++++ Data section

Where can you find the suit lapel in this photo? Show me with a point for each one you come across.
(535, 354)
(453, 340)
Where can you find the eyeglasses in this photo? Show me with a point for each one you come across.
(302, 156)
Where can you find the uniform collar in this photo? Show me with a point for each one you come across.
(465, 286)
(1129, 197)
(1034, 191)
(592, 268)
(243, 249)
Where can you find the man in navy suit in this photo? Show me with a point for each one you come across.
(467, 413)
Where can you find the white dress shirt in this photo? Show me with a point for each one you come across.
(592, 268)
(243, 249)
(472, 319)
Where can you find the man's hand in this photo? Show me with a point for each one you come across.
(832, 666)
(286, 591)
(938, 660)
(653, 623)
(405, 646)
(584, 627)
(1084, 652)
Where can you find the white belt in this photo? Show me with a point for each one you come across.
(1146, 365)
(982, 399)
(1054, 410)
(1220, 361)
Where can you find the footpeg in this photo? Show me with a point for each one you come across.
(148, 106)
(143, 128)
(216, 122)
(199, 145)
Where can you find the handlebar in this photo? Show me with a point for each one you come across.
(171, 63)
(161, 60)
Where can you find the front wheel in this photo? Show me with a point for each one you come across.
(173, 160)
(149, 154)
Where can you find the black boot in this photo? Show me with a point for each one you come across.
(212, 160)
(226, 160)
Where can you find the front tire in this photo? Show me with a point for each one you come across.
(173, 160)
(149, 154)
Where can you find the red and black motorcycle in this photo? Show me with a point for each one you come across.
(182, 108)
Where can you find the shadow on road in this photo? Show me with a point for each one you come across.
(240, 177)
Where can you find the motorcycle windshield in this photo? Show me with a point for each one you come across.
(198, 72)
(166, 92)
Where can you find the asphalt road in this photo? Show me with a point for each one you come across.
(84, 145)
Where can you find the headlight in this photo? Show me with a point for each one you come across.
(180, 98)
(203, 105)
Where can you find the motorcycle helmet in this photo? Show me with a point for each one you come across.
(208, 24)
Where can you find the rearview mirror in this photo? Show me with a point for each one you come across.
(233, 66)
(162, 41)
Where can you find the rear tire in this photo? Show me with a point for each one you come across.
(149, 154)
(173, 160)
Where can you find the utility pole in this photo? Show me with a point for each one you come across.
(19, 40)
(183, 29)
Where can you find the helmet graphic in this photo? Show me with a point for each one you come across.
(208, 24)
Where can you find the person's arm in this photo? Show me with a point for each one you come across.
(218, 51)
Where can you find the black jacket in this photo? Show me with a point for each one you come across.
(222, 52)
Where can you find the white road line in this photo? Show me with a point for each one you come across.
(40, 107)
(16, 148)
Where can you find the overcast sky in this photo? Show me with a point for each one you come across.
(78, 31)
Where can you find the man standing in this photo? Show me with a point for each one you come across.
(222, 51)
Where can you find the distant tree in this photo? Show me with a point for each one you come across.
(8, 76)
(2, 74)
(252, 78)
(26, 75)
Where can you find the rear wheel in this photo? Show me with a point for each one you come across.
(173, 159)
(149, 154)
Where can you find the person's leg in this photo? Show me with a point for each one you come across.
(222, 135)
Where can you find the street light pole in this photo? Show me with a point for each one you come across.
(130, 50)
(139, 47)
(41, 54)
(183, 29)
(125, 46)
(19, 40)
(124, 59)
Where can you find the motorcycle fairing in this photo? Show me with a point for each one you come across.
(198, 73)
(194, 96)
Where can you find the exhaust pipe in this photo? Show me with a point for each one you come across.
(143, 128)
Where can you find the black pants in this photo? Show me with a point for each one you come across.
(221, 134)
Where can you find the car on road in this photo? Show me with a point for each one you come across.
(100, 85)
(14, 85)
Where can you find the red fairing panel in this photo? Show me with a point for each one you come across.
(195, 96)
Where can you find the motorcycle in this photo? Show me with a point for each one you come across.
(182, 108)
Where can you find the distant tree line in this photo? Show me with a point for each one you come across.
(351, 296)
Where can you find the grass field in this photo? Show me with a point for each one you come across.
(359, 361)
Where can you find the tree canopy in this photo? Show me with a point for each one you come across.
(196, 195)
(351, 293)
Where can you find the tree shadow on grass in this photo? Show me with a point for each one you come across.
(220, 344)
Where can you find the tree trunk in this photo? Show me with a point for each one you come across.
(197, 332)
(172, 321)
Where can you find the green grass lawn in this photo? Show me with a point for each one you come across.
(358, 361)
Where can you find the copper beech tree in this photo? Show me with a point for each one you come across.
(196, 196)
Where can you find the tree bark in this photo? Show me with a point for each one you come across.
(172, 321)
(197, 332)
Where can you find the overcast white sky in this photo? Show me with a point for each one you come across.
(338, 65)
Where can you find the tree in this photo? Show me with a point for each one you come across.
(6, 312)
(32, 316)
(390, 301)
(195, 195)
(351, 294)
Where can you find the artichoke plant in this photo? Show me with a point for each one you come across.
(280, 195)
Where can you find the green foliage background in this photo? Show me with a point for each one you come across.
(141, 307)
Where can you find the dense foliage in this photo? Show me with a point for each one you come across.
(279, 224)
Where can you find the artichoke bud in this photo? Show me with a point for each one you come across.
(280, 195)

++++++++

Could you turn every row above into a numbered list, leaving out any blank lines?

Expected answer:
1. Where can you find the suit lapel in this photo? Show me with a point for each one you come across.
2. (535, 354)
3. (453, 340)
4. Where can you find the eyeglasses in this photo? Show me with a point for each one you come across.
5. (302, 156)
6. Where can you find the uniform collar in this photo? Show me with a point for each one you come across.
7. (465, 286)
8. (1129, 197)
9. (1034, 191)
10. (592, 268)
11. (243, 249)
12. Where can you find the man in navy suit in this photo? Show me with a point for each one you come across.
13. (467, 413)
14. Where can you find the white dress shirt in this photo? Show me with a point for each one you come across.
15. (592, 268)
16. (243, 249)
17. (472, 319)
18. Where can you find the man's hand in this photo? Show me with a point for each one you come across.
19. (832, 666)
20. (286, 591)
21. (938, 660)
22. (653, 623)
23. (405, 646)
24. (584, 627)
25. (1084, 652)
26. Where can you find the white belt in this photo? Show me with a point for each one you come across.
27. (1146, 365)
28. (982, 399)
29. (1054, 410)
30. (1220, 361)
31. Where can you find the footpeg in this photo? Show me with a point for each one you come across.
32. (148, 106)
33. (143, 128)
34. (216, 122)
35. (199, 145)
36. Where can you find the handlebar in this photo? Show me with a point for each one you come across.
37. (171, 63)
38. (161, 60)
39. Where can you find the front wheel in this photo? Show me with a point for each one you come across.
40. (173, 160)
41. (149, 154)
42. Where can you find the black boot in this photo? Show me with a point for each one you come across.
43. (212, 160)
44. (226, 160)
45. Where can you find the front tire in this photo? Show me with a point for each one you come across.
46. (173, 160)
47. (149, 154)
48. Where can you find the red and black motorcycle in this photo? Show me with a point for each one you come across.
49. (182, 108)
50. Where can you find the shadow on road in this photo? Show me with a point for each one you come across.
51. (240, 177)
52. Where can you find the motorcycle windshield in this photo? Show me with a point for each one you come across.
53. (198, 72)
54. (166, 92)
55. Where can you find the asphalt road in this photo? Show me with a point for each one you come across.
56. (84, 145)
57. Where can you find the headlight in this photo? Show me with a point for each one you come across.
58. (180, 98)
59. (203, 105)
60. Where can you find the motorcycle helmet in this photo? Show me with a point for each one you come across.
61. (208, 24)
62. Where can you find the rearview mirror in this photo? Show me with a point for each one you come across.
63. (233, 66)
64. (162, 41)
65. Where can you find the rear tire in this photo? Show me with a point for each one you come across.
66. (149, 154)
67. (173, 160)
68. Where can you find the utility pole in this photo? Show me with a point for each one you come across.
69. (19, 40)
70. (183, 29)
71. Where can you find the helmet graphic in this photo? Show me with a point for each one you come across.
72. (208, 24)
73. Where can you find the person's arm in this photo? Show me with a point for each one you come across.
74. (218, 51)
75. Where can you find the black jacket in this photo? Show me with a point for each one you come across.
76. (222, 52)
77. Where can you find the white road line in this photo? Show me with a point for each one you come across.
78. (40, 107)
79. (16, 148)
80. Where can you find the overcast sky in this photo? Show me with a point for each one you come across.
81. (78, 31)
82. Where can you find the man standing in this photo? Show me with a point for each one you come across.
83. (222, 51)
84. Where can you find the distant tree in this photo? Show me with a point for each one you come across.
85. (8, 76)
86. (2, 74)
87. (252, 78)
88. (26, 75)
89. Where can you find the rear wheel in this photo? Show me with a point for each one you come across.
90. (173, 159)
91. (149, 154)
92. Where can you find the person's leg in this photo? Show me with a point for each one you come across.
93. (222, 135)
94. Where can you find the street light pole in this photo? Show me with a point for each one you come across.
95. (130, 50)
96. (139, 47)
97. (41, 54)
98. (183, 29)
99. (125, 46)
100. (19, 40)
101. (124, 59)
102. Where can you find the motorcycle fairing in this photo? Show me with a point for each one you come across.
103. (198, 73)
104. (194, 96)
105. Where can you find the exhaust pipe in this photo? Show me with a point for each one you come across.
106. (143, 128)
107. Where can you find the black pants in this photo? Show me with a point for each one you come across.
108. (221, 134)
109. Where can you find the car on road in this photo? Show me with a point for each one you come across.
110. (100, 85)
111. (14, 85)
112. Where can you find the red fairing panel in this photo? Show me with a point for each one you come across.
113. (195, 96)
114. Where can you find the motorcycle in this photo? Show me with a point for each one you come across.
115. (182, 108)
116. Where can you find the distant tree line in this photo? Show me with a point for each one you come across.
117. (351, 296)
118. Where can you find the grass field in this photo? Show me with a point for each one you come across.
119. (359, 361)
120. Where can you find the tree canopy in this photo? Show me with a point for each one you come across.
121. (196, 195)
122. (351, 293)
123. Where can you find the tree shadow on grass in this photo? Show me with a point for each one you come across.
124. (220, 344)
125. Where can you find the tree trunk in this photo? Show me with a point for each one you come across.
126. (197, 332)
127. (172, 321)
128. Where can you find the green grass lawn in this photo? Show me with a point for each one you come across.
129. (358, 361)
130. Where can you find the copper beech tree in this photo? Show me with a point for each one you come across.
131. (196, 196)
132. Where can you find the tree bark in this photo? Show me with a point for each one you come across.
133. (172, 321)
134. (197, 332)
135. Where can you find the overcast white sky in this photo? Show me with a point for each one you come across.
136. (338, 65)
137. Where can you find the tree in this photo? Show me with a point for each one you come across.
138. (6, 312)
139. (32, 316)
140. (390, 301)
141. (195, 195)
142. (351, 294)
143. Where can you find the artichoke plant in this photo? Show me with a point for each one you come across.
144. (280, 195)
145. Where can you find the green foliage background in this photo? Show me with a point for each one you come across.
146. (141, 307)
147. Where can you find the dense foliage in this photo? Show me with a point for each one you come across.
148. (279, 224)
149. Where can you find the artichoke bud in this photo? Show me with a point for each one you come across.
150. (280, 195)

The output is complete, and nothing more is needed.